### 入力資料

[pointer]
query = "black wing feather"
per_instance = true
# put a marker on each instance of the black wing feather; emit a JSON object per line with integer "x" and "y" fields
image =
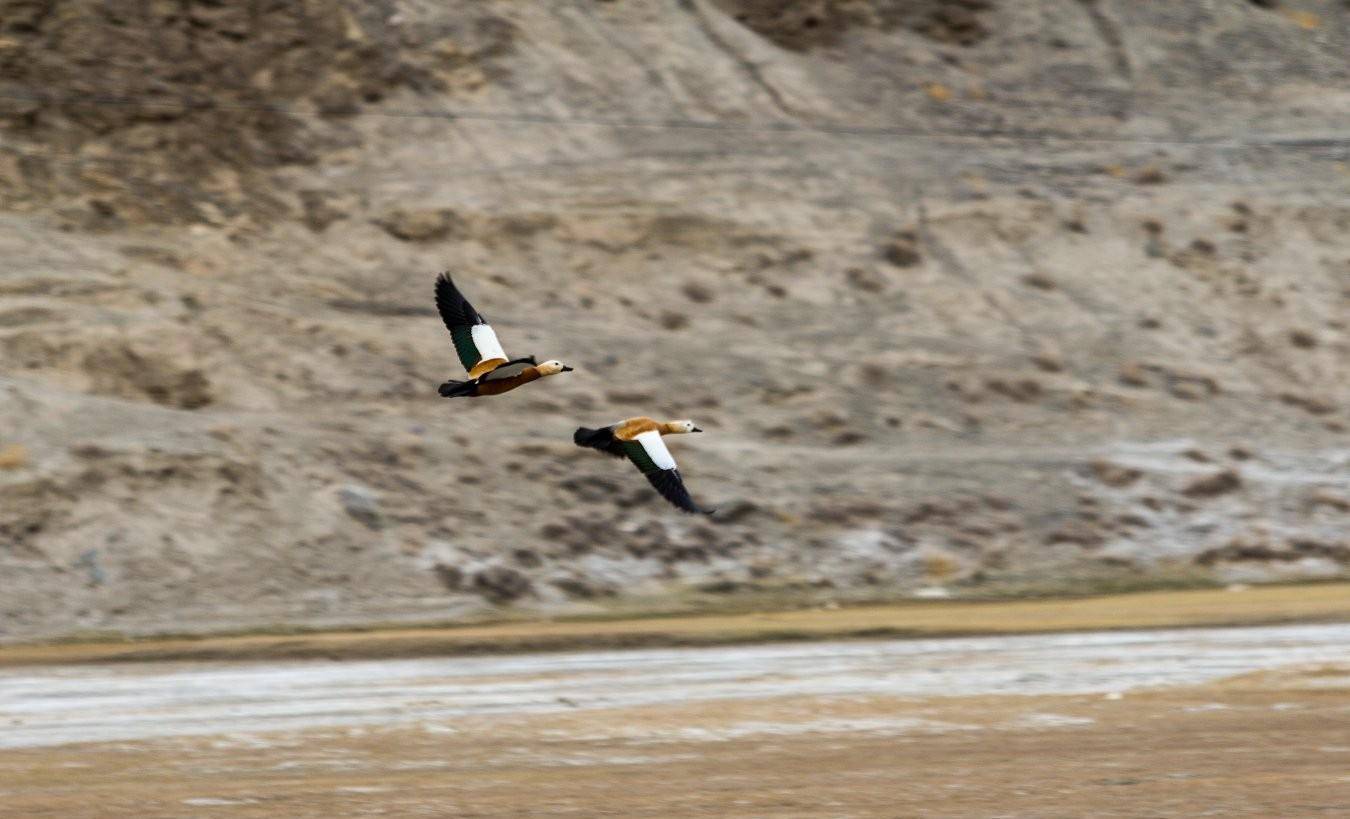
{"x": 600, "y": 439}
{"x": 671, "y": 487}
{"x": 452, "y": 306}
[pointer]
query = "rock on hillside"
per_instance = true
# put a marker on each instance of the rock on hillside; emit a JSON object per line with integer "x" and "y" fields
{"x": 968, "y": 294}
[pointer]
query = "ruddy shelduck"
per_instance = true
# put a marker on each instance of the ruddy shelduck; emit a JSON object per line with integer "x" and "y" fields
{"x": 490, "y": 373}
{"x": 640, "y": 441}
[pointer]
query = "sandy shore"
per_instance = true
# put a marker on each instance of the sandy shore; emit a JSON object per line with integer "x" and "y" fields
{"x": 1327, "y": 602}
{"x": 1237, "y": 722}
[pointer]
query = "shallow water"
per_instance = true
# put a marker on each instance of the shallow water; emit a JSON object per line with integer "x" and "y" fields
{"x": 95, "y": 703}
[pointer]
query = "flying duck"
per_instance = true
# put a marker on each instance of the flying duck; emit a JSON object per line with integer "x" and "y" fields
{"x": 640, "y": 441}
{"x": 490, "y": 373}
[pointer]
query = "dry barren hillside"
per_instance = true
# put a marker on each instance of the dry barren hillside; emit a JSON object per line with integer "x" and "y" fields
{"x": 968, "y": 294}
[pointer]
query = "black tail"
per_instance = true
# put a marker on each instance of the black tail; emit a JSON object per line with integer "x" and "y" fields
{"x": 458, "y": 389}
{"x": 598, "y": 439}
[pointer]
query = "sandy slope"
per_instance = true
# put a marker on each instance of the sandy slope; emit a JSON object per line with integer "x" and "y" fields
{"x": 965, "y": 293}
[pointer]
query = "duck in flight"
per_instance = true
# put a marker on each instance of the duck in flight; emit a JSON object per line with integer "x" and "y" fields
{"x": 640, "y": 441}
{"x": 490, "y": 373}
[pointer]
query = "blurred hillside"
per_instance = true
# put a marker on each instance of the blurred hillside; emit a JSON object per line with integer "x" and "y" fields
{"x": 971, "y": 294}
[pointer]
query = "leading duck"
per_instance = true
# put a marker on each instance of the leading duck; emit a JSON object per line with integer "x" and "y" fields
{"x": 640, "y": 441}
{"x": 490, "y": 373}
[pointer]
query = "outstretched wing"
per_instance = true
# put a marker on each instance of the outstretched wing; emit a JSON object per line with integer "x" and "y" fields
{"x": 648, "y": 451}
{"x": 600, "y": 439}
{"x": 475, "y": 343}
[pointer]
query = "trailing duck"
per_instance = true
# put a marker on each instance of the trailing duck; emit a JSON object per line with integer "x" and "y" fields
{"x": 490, "y": 373}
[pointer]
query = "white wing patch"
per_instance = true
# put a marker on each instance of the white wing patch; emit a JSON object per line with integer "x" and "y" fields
{"x": 655, "y": 447}
{"x": 486, "y": 343}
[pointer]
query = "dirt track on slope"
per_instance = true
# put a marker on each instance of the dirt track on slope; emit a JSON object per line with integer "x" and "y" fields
{"x": 1327, "y": 602}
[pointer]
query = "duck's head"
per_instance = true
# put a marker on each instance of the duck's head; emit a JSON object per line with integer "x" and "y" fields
{"x": 552, "y": 367}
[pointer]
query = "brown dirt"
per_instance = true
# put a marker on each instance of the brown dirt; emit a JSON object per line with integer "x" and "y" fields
{"x": 914, "y": 290}
{"x": 1327, "y": 602}
{"x": 801, "y": 26}
{"x": 1266, "y": 745}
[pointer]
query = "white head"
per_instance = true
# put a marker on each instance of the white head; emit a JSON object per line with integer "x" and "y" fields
{"x": 552, "y": 367}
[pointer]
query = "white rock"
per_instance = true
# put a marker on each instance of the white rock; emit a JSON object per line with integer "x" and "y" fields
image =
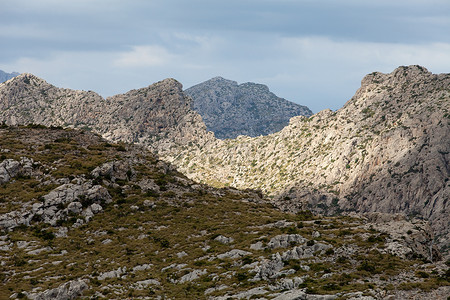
{"x": 224, "y": 240}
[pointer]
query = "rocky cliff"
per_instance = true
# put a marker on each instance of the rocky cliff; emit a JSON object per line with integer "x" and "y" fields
{"x": 81, "y": 217}
{"x": 230, "y": 110}
{"x": 6, "y": 76}
{"x": 386, "y": 150}
{"x": 158, "y": 116}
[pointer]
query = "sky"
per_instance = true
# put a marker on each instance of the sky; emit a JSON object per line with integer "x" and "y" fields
{"x": 312, "y": 52}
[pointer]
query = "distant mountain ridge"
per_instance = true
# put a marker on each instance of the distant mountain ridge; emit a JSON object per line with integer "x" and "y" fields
{"x": 386, "y": 150}
{"x": 230, "y": 109}
{"x": 6, "y": 76}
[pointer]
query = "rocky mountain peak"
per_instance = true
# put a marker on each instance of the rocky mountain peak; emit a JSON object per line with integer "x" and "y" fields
{"x": 230, "y": 109}
{"x": 6, "y": 76}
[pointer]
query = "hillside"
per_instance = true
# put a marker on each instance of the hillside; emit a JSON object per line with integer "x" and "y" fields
{"x": 386, "y": 150}
{"x": 81, "y": 217}
{"x": 158, "y": 116}
{"x": 6, "y": 76}
{"x": 230, "y": 110}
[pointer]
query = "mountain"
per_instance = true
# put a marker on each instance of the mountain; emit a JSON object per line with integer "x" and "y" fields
{"x": 81, "y": 217}
{"x": 386, "y": 150}
{"x": 158, "y": 116}
{"x": 6, "y": 76}
{"x": 230, "y": 110}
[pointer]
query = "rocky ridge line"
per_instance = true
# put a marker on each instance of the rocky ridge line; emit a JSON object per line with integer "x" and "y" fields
{"x": 230, "y": 110}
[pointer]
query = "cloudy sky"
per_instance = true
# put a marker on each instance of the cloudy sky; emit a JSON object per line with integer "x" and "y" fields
{"x": 312, "y": 52}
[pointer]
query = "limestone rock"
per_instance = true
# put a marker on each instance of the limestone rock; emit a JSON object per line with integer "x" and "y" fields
{"x": 9, "y": 168}
{"x": 285, "y": 240}
{"x": 223, "y": 239}
{"x": 230, "y": 110}
{"x": 69, "y": 290}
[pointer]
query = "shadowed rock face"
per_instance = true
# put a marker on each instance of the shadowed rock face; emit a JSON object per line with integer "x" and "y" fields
{"x": 158, "y": 116}
{"x": 112, "y": 221}
{"x": 386, "y": 150}
{"x": 230, "y": 110}
{"x": 6, "y": 76}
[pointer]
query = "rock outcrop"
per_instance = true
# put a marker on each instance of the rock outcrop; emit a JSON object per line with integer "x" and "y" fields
{"x": 230, "y": 110}
{"x": 7, "y": 76}
{"x": 158, "y": 116}
{"x": 386, "y": 150}
{"x": 105, "y": 220}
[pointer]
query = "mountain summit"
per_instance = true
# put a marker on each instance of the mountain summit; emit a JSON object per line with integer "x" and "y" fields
{"x": 230, "y": 109}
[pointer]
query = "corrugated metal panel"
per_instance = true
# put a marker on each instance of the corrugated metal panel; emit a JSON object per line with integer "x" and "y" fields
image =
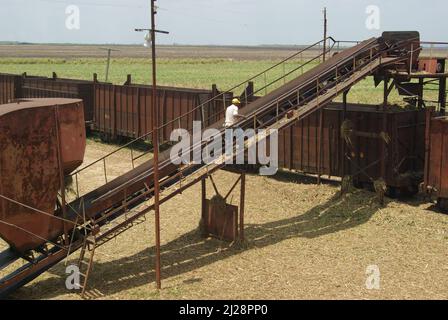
{"x": 9, "y": 87}
{"x": 299, "y": 144}
{"x": 132, "y": 109}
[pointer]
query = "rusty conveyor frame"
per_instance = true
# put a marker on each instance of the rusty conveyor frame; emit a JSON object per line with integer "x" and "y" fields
{"x": 277, "y": 110}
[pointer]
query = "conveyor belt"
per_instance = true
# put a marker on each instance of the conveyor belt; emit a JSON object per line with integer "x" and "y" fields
{"x": 297, "y": 97}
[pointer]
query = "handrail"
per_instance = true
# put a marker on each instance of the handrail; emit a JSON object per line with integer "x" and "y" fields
{"x": 315, "y": 95}
{"x": 202, "y": 104}
{"x": 394, "y": 46}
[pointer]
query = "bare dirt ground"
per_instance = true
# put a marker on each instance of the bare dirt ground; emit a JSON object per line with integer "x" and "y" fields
{"x": 303, "y": 241}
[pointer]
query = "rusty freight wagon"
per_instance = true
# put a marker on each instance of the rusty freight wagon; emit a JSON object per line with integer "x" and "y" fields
{"x": 10, "y": 87}
{"x": 319, "y": 145}
{"x": 436, "y": 169}
{"x": 125, "y": 111}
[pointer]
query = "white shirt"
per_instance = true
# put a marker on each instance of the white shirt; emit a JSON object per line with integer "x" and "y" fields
{"x": 231, "y": 112}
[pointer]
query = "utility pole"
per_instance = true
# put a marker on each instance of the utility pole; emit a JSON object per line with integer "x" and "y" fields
{"x": 155, "y": 139}
{"x": 325, "y": 33}
{"x": 109, "y": 50}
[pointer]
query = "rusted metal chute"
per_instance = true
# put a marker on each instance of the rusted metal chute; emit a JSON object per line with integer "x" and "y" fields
{"x": 41, "y": 141}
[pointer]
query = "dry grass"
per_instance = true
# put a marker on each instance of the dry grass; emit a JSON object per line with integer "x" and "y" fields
{"x": 303, "y": 242}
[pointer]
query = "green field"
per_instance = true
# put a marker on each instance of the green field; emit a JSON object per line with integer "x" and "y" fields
{"x": 190, "y": 73}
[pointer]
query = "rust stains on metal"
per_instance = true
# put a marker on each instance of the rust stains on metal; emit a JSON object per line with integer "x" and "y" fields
{"x": 299, "y": 144}
{"x": 437, "y": 154}
{"x": 30, "y": 168}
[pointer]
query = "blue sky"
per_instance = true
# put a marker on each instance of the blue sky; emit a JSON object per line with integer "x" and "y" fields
{"x": 225, "y": 22}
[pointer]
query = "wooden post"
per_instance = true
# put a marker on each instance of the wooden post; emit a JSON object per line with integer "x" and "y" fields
{"x": 242, "y": 200}
{"x": 384, "y": 129}
{"x": 320, "y": 141}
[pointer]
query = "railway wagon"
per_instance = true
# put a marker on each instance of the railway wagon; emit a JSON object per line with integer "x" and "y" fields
{"x": 125, "y": 111}
{"x": 333, "y": 151}
{"x": 436, "y": 169}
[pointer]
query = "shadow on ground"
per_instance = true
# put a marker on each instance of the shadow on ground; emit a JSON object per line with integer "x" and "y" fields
{"x": 190, "y": 251}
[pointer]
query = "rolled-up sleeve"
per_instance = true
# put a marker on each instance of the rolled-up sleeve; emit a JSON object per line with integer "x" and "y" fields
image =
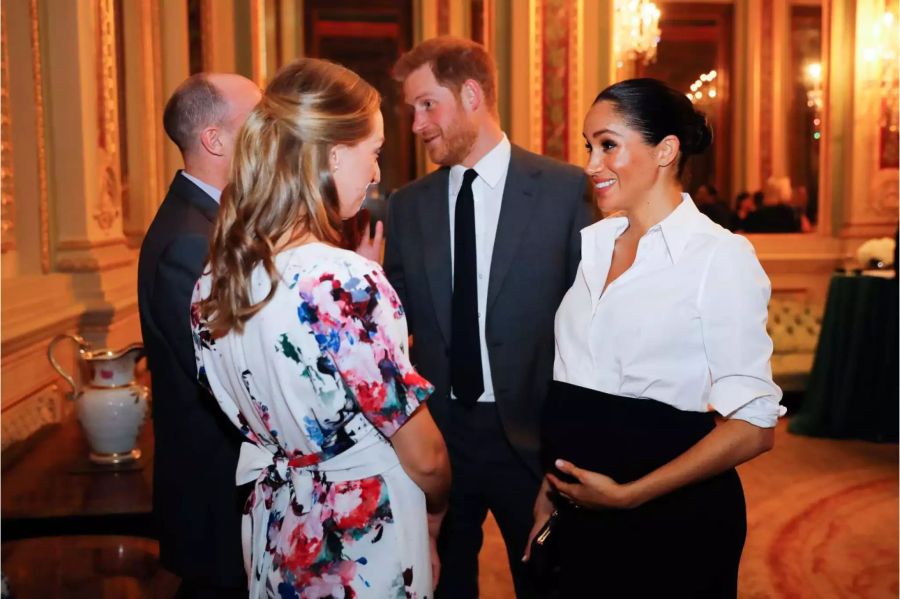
{"x": 733, "y": 309}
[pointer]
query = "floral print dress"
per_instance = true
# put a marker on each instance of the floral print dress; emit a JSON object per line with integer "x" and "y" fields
{"x": 317, "y": 382}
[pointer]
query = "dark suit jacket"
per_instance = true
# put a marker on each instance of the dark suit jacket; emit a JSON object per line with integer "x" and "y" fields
{"x": 195, "y": 500}
{"x": 536, "y": 254}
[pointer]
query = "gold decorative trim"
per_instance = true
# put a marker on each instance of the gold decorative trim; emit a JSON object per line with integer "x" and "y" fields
{"x": 109, "y": 206}
{"x": 258, "y": 41}
{"x": 40, "y": 134}
{"x": 576, "y": 79}
{"x": 25, "y": 417}
{"x": 207, "y": 40}
{"x": 7, "y": 204}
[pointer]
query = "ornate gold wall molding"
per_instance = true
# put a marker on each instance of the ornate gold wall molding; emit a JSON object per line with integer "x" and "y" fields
{"x": 207, "y": 35}
{"x": 7, "y": 205}
{"x": 108, "y": 208}
{"x": 40, "y": 134}
{"x": 258, "y": 41}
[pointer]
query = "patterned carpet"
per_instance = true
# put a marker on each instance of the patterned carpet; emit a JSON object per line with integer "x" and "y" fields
{"x": 822, "y": 523}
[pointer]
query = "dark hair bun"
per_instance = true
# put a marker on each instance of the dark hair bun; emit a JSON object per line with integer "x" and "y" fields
{"x": 698, "y": 136}
{"x": 656, "y": 110}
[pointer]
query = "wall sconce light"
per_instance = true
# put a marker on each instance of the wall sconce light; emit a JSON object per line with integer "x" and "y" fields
{"x": 882, "y": 58}
{"x": 815, "y": 97}
{"x": 703, "y": 90}
{"x": 636, "y": 31}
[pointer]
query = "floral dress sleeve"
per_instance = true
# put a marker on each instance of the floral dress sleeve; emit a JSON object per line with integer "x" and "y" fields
{"x": 361, "y": 332}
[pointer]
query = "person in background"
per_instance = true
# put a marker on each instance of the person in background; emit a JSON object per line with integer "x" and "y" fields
{"x": 481, "y": 251}
{"x": 663, "y": 328}
{"x": 195, "y": 502}
{"x": 304, "y": 346}
{"x": 800, "y": 203}
{"x": 708, "y": 202}
{"x": 776, "y": 214}
{"x": 745, "y": 204}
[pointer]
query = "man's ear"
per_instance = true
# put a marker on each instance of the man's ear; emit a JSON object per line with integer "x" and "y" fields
{"x": 667, "y": 150}
{"x": 471, "y": 94}
{"x": 209, "y": 139}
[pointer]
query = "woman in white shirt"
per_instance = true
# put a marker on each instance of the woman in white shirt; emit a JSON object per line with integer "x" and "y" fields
{"x": 663, "y": 328}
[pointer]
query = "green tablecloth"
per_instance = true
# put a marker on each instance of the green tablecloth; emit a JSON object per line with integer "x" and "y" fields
{"x": 853, "y": 388}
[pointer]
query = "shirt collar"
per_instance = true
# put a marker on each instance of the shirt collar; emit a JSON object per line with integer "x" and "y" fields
{"x": 492, "y": 167}
{"x": 676, "y": 228}
{"x": 211, "y": 191}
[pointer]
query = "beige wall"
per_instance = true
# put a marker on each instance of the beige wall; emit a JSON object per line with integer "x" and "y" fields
{"x": 72, "y": 225}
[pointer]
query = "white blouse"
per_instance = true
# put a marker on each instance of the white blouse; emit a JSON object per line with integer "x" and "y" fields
{"x": 685, "y": 325}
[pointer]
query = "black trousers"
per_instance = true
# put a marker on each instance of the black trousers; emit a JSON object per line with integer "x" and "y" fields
{"x": 487, "y": 475}
{"x": 686, "y": 544}
{"x": 190, "y": 589}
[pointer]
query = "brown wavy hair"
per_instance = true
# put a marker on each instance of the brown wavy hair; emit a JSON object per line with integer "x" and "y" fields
{"x": 281, "y": 186}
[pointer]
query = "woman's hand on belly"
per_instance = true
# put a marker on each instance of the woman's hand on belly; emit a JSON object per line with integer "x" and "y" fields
{"x": 592, "y": 490}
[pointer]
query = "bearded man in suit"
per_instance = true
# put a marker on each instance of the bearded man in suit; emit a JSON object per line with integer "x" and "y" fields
{"x": 196, "y": 503}
{"x": 481, "y": 252}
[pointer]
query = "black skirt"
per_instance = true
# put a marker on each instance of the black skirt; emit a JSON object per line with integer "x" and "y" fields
{"x": 687, "y": 543}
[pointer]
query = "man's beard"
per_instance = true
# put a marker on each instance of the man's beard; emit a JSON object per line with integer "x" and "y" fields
{"x": 457, "y": 141}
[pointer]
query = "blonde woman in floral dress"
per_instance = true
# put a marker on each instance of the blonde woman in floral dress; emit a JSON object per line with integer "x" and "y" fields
{"x": 303, "y": 345}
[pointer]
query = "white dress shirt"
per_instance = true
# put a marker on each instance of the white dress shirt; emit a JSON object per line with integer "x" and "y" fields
{"x": 211, "y": 191}
{"x": 487, "y": 191}
{"x": 684, "y": 325}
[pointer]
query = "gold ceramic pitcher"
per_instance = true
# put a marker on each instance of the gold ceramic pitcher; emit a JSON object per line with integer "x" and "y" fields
{"x": 111, "y": 405}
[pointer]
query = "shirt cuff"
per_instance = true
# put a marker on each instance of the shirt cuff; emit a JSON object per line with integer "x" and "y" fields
{"x": 747, "y": 398}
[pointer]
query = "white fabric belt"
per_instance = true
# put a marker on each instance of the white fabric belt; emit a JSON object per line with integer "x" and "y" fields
{"x": 370, "y": 456}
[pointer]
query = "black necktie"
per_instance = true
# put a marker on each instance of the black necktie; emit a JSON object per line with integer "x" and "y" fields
{"x": 465, "y": 346}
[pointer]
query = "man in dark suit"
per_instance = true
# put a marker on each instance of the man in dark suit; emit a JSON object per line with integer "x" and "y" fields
{"x": 481, "y": 252}
{"x": 195, "y": 500}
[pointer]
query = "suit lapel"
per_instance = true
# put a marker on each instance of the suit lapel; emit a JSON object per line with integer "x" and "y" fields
{"x": 434, "y": 225}
{"x": 519, "y": 199}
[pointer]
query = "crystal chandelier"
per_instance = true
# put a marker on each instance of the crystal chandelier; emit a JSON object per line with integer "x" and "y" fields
{"x": 636, "y": 31}
{"x": 884, "y": 56}
{"x": 703, "y": 89}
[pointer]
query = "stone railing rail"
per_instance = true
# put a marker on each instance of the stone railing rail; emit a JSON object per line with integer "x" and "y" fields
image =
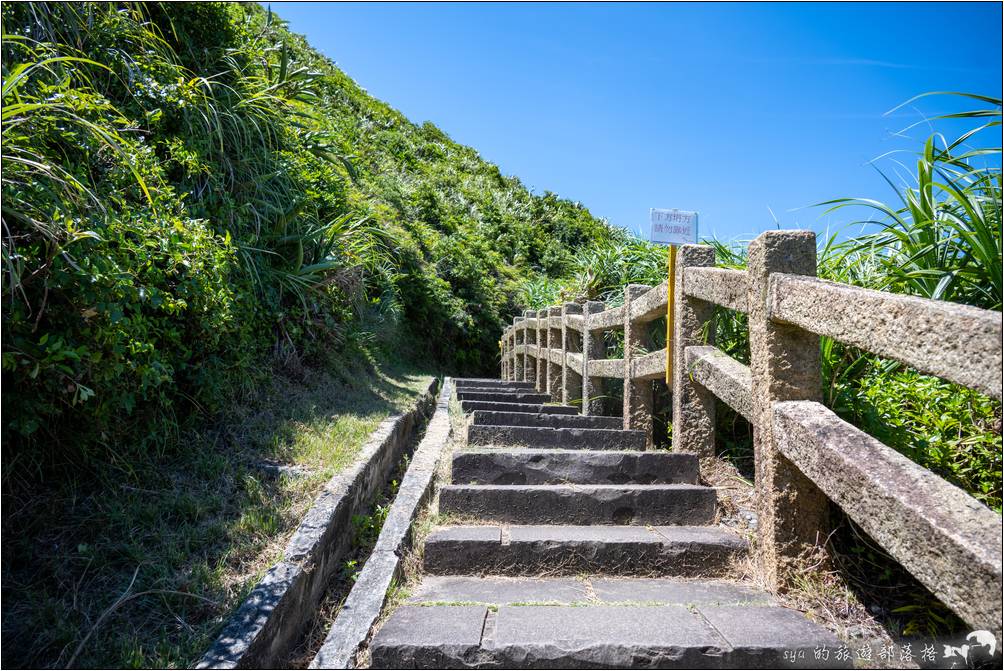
{"x": 805, "y": 455}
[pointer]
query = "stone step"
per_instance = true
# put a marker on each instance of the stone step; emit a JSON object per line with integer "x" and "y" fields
{"x": 582, "y": 591}
{"x": 461, "y": 383}
{"x": 525, "y": 466}
{"x": 504, "y": 397}
{"x": 529, "y": 408}
{"x": 600, "y": 636}
{"x": 580, "y": 503}
{"x": 498, "y": 418}
{"x": 690, "y": 551}
{"x": 564, "y": 438}
{"x": 500, "y": 389}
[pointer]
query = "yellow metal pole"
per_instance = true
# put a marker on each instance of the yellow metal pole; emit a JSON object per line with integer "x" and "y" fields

### 練習問題
記録のうち、文字列「dirt」を含む行をすべて列挙してください。大文字と小文字は区別します。

### この問題の解答
query = "dirt track on slope"
# put a marker on each instance of the dirt track on slope; emit a JSON object per line with integer "x" and "y" fields
query = "brown dirt"
# put a marker on each instance of the brown dirt; emit a JSON object per line with integer "x" and "y" fields
query = "bare dirt ground"
# put a marker on each instance of the bare dirt ground; emit a JSON object per line with integer "x" and "y" fields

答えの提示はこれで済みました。